• [Job]: Locate each line of the material below that contains the word "sand" and copy those lines in full.

• [Dataset extract]:

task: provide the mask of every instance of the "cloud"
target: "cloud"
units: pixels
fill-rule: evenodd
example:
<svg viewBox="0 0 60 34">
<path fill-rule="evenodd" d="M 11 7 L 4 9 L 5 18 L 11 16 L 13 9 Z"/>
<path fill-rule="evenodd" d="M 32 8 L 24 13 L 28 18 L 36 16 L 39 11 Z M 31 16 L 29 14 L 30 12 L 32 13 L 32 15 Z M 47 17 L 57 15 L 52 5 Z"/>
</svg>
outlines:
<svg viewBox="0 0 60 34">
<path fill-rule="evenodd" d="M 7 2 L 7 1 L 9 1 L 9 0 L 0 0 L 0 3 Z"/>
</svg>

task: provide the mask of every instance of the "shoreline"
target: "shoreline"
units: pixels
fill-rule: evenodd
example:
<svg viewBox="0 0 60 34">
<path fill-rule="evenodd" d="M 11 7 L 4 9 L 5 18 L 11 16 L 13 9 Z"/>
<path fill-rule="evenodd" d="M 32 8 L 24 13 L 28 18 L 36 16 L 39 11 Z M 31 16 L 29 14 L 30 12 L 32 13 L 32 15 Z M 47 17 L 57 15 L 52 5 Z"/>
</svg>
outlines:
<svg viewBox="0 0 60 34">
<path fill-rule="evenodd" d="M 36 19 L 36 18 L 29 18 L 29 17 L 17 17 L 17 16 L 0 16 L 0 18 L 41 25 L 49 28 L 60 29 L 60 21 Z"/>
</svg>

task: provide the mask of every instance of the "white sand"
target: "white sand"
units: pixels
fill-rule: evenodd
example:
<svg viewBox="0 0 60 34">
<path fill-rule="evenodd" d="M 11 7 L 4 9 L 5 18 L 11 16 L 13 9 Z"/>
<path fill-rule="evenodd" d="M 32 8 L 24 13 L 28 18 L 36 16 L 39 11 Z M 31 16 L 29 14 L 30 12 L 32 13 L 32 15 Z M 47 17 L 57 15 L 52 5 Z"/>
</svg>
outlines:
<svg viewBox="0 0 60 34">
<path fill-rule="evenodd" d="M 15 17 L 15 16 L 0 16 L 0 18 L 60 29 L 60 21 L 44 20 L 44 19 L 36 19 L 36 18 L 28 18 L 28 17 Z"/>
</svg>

• [Exercise result]:
task: provide the mask of every instance of the "white sand"
target: "white sand"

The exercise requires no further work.